● **Data entries**

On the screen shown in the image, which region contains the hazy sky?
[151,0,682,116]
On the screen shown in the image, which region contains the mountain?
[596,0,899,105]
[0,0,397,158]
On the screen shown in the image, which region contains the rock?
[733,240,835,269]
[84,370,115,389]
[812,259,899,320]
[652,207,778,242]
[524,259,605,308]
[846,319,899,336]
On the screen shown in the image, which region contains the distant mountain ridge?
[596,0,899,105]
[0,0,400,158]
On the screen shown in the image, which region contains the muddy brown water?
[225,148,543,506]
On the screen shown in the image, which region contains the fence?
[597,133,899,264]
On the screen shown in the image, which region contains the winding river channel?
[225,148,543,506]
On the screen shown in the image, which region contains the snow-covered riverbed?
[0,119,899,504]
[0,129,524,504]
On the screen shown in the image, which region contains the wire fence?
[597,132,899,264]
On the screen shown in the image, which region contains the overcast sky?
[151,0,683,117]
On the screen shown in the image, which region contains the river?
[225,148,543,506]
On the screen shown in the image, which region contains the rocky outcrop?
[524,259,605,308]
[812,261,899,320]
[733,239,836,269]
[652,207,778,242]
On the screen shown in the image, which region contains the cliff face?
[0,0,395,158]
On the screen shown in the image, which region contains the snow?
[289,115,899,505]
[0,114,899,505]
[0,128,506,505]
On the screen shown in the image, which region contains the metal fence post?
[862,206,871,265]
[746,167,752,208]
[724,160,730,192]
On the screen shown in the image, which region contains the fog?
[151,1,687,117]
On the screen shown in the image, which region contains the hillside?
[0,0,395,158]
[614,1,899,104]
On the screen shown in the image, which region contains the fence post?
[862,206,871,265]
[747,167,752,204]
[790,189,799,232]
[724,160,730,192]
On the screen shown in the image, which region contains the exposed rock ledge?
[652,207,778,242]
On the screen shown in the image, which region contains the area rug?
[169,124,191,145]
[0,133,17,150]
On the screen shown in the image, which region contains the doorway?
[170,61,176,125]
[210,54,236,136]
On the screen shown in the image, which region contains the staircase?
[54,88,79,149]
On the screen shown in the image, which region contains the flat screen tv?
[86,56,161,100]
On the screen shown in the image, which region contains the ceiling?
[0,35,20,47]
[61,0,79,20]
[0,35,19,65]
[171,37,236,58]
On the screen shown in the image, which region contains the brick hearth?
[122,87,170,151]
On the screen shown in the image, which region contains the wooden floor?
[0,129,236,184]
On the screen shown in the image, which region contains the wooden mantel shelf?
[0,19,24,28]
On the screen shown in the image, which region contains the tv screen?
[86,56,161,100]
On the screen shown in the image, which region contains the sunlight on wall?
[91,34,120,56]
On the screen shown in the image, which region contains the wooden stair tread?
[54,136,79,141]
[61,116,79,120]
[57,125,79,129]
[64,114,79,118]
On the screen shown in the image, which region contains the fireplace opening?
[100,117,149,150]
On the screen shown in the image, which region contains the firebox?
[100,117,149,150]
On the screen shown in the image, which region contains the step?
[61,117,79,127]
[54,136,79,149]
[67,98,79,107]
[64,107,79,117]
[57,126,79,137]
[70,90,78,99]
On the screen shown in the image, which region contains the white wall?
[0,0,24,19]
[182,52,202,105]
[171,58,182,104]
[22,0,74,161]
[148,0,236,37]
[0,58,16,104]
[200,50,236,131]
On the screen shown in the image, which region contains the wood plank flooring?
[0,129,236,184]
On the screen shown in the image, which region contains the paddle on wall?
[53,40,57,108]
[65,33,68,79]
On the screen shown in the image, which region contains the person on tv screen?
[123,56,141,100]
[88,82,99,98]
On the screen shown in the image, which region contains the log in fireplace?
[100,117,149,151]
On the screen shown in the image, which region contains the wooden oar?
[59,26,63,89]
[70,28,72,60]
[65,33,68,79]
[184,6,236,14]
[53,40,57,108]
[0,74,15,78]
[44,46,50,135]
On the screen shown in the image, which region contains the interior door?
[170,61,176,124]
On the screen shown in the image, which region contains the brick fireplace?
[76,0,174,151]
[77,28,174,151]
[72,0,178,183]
...
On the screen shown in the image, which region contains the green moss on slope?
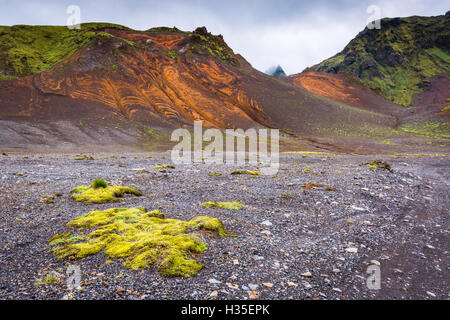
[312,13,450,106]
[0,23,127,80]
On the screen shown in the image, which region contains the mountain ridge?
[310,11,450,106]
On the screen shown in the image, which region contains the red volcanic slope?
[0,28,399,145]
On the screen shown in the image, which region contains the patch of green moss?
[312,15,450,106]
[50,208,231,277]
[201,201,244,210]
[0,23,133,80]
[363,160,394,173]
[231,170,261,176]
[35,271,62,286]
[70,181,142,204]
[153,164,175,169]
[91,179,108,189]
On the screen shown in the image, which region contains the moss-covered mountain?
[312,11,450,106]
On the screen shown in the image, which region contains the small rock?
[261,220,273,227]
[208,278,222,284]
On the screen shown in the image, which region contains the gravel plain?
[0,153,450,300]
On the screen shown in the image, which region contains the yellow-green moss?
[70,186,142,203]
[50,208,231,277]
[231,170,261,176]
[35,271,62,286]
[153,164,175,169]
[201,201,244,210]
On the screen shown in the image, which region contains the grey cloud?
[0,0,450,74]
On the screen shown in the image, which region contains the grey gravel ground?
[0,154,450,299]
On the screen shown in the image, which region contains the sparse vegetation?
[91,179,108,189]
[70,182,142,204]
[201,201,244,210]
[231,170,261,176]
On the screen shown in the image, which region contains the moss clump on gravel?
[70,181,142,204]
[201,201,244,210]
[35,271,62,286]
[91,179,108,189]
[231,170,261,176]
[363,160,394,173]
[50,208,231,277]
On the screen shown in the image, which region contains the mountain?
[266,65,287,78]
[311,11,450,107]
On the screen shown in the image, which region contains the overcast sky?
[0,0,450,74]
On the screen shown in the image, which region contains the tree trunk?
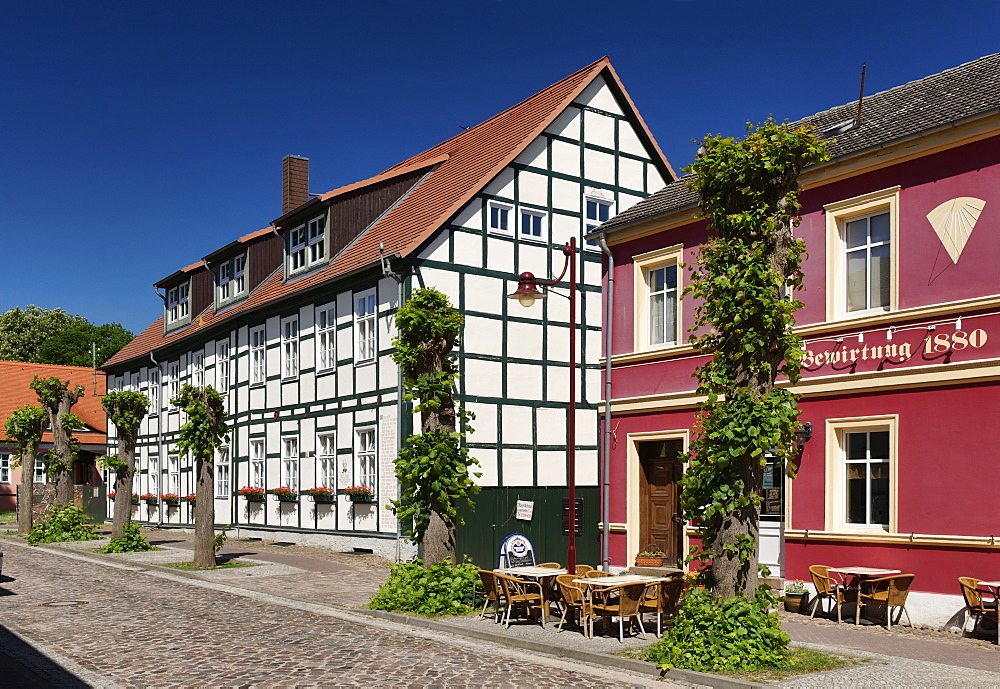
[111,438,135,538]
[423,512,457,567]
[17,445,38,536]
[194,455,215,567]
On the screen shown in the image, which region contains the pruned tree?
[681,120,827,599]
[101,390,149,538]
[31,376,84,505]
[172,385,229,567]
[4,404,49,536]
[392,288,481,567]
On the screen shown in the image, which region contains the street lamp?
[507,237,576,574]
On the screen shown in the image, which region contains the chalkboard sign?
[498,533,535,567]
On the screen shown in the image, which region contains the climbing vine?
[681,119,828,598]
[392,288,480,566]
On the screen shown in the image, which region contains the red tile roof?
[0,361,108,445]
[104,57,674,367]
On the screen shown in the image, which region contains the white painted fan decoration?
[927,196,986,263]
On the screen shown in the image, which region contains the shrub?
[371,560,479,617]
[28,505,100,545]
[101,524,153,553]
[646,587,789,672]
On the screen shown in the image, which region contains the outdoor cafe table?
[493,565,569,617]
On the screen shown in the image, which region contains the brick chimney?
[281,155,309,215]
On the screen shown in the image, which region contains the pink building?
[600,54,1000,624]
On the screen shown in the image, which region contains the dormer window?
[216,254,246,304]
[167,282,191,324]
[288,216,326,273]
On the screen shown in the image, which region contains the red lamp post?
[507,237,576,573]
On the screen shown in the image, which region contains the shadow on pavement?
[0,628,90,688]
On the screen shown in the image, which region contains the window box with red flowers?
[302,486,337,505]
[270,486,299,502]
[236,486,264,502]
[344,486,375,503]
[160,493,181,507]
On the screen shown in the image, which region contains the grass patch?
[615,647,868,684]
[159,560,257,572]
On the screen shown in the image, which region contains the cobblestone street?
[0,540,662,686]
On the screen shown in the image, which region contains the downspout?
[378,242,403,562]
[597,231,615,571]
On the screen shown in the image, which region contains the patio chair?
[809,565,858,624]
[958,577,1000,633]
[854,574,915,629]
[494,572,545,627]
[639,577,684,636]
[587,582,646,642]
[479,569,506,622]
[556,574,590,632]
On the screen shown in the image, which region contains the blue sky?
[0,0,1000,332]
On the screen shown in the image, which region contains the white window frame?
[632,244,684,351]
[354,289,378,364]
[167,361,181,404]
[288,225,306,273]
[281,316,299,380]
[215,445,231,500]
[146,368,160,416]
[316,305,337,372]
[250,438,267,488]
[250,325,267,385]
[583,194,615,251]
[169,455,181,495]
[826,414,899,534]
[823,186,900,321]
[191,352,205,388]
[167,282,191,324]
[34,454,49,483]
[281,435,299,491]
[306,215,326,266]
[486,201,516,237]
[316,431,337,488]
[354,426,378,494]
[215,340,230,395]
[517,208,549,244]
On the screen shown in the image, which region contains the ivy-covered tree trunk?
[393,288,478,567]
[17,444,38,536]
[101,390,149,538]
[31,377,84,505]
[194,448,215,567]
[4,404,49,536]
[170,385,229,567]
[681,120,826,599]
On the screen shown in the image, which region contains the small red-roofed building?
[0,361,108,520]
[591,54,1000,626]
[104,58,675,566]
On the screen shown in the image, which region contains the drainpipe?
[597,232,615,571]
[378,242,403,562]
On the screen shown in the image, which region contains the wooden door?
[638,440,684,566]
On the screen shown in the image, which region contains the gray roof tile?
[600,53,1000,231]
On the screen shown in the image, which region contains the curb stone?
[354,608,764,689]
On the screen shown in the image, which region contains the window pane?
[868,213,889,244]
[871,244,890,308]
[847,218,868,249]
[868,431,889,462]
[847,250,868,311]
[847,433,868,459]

● **Task instructions**
Present as a numbered list everything from the line containing "contains the staircase?" down to the line containing "[122,87,170,151]", both lines included and blank lines omitted.

● **Result of this task**
1. On the screen shown in the image, which region contains the staircase?
2. [54,88,79,149]
3. On the screen shown in the image, which region contains the flat screen tv?
4. [86,56,161,100]
5. On the screen shown in the image, which region contains the ceiling?
6. [0,35,20,47]
7. [61,0,79,20]
8. [0,35,19,65]
9. [171,37,236,58]
10. On the screen shown in the image, which region contains the brick hearth?
11. [122,87,170,151]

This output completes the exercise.